▶ **Исходный отрывок**:
Анна Бергер вначале была крайне недоверчива, ничего не говорила, не показывала, не выдавала. Только после многих посещений и бесед, в которых она поняла, с кем имеет дело, после моих заверений, что вещи будут возвращены на родину и что, вероятно, вполне совпадает с намерениями её бывшей госпожи(выделено мною. — С. Б.), Анна стала помалу оттаивать и выдавать скрытые у неё где-то вещи. Все бродзянские материалы хранились в несгораемом шкафу моего Института русского языка и литературы в Братиславском университете.
Во всей этой истории правдоподобнее всего, на мой взгляд, момент «обвораживания» Анны Бергер.
— Папа был обаятельным человеком. Он умел располагать к себе людей, особенно женщин… — ещё при первой нашей встрече заявила мне Варвара Александровна.
Обольщение шло по всем правилам. За ним последовал обман. Как Исаченко распорядился бродзянским архивом и какая его часть была возвращена на родину Александрины Гончаровой, мы уже знаем.

▶ **Исходные данные**:
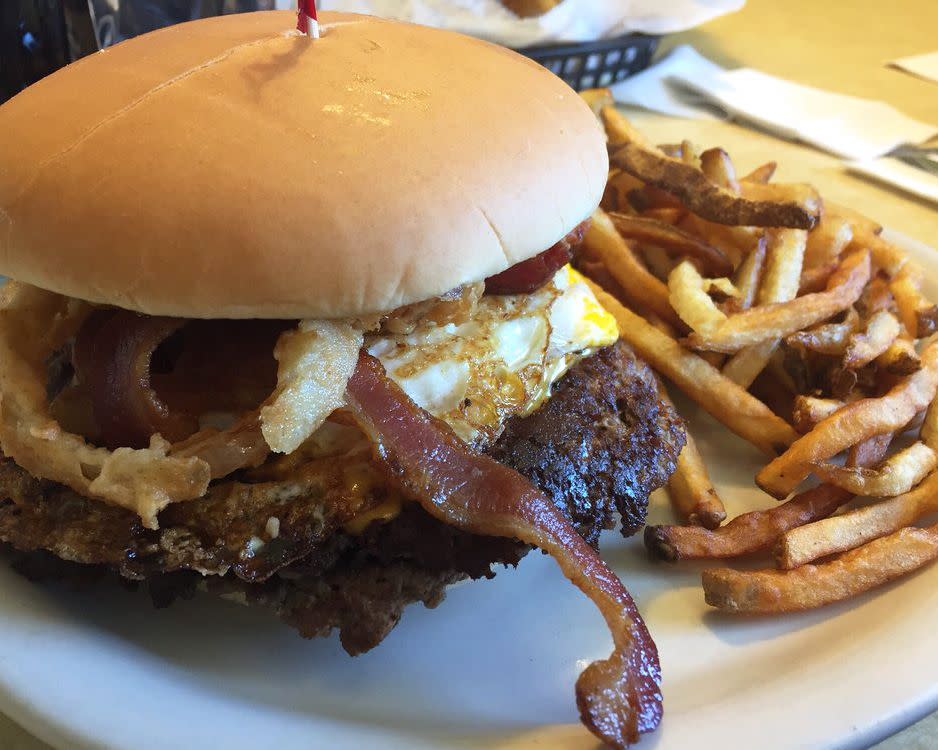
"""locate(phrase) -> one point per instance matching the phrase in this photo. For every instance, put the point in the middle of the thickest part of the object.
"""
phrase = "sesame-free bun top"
(232, 168)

▶ **Задания**:
• a. Соответствуют ли отрывку о бродзянском архиве утверждения (i) «Бродзянские материалы хранились в несгораемом шкафу в Братиславском университете», (ii) «Анна Бергер с самого начала охотно показывала вещи» и (iii) «Варвара Александровна говорила, что папа умел располагать к себе людей»? Ответьте «да» или «нет» и приведите решающие слова отрывка дословно.
• b. Что, согласно отрывку о бродзянском архиве, последовало за обольщением?
• c. Напишите продолжение отрывка о бродзянском архиве, начиная сразу после его последнего предложения.
Данные здесь не используются.

▶ **Ответы**:
• a.
(i) Да: «Все бродзянские материалы хранились в несгораемом шкафу моего Института русского языка и литературы в Братиславском университете».
(ii) Нет: «Анна Бергер вначале была крайне недоверчива, ничего не говорила, не показывала, не выдавала».
(iii) Да: «Он умел располагать к себе людей, особенно женщин…»

• b. Обман.

• c.
В 1958 году жена Исаченко Елена Николаевна оставила мужа и уехала с дочерью в Вену. В 1968 году профессор тоже перебрался в Австрию с молодой женой — чешской балериной. В Клагенфурте он получил место в местном университете. После его смерти Варвара Александровна сумела отвоевать у новой жены сундук с бумагами отца. Были ли в нём ещё какие-нибудь вещи из бродзянского архива, кроме визитной карточки Дантеса и кольца с железной оковкой, мне не суждено было узнать.
Трубецкой в защиту Исаченко
Моя же переписка со скоропостижно скончавшимся Александром Васильевичем Исаченко началась по поводу пропавшего пушкинского кольца, — писал Сергей Григорьевич Трубецкой в статье «История пушкинского кольца»[99]. — Мне хочется в память покойного рассказать историю потерянного и теперь найденного кольца, присланного А. С. Пушкину из Сибири декабристами.
Получилось всё очень складно, увлекательно и весьма правдоподобно. Если бы… история эта основывалась хоть на каких-нибудь фактах. Я сама увлеклась этой версией и ненадолго поверила в неё. И даже предприняла расследование.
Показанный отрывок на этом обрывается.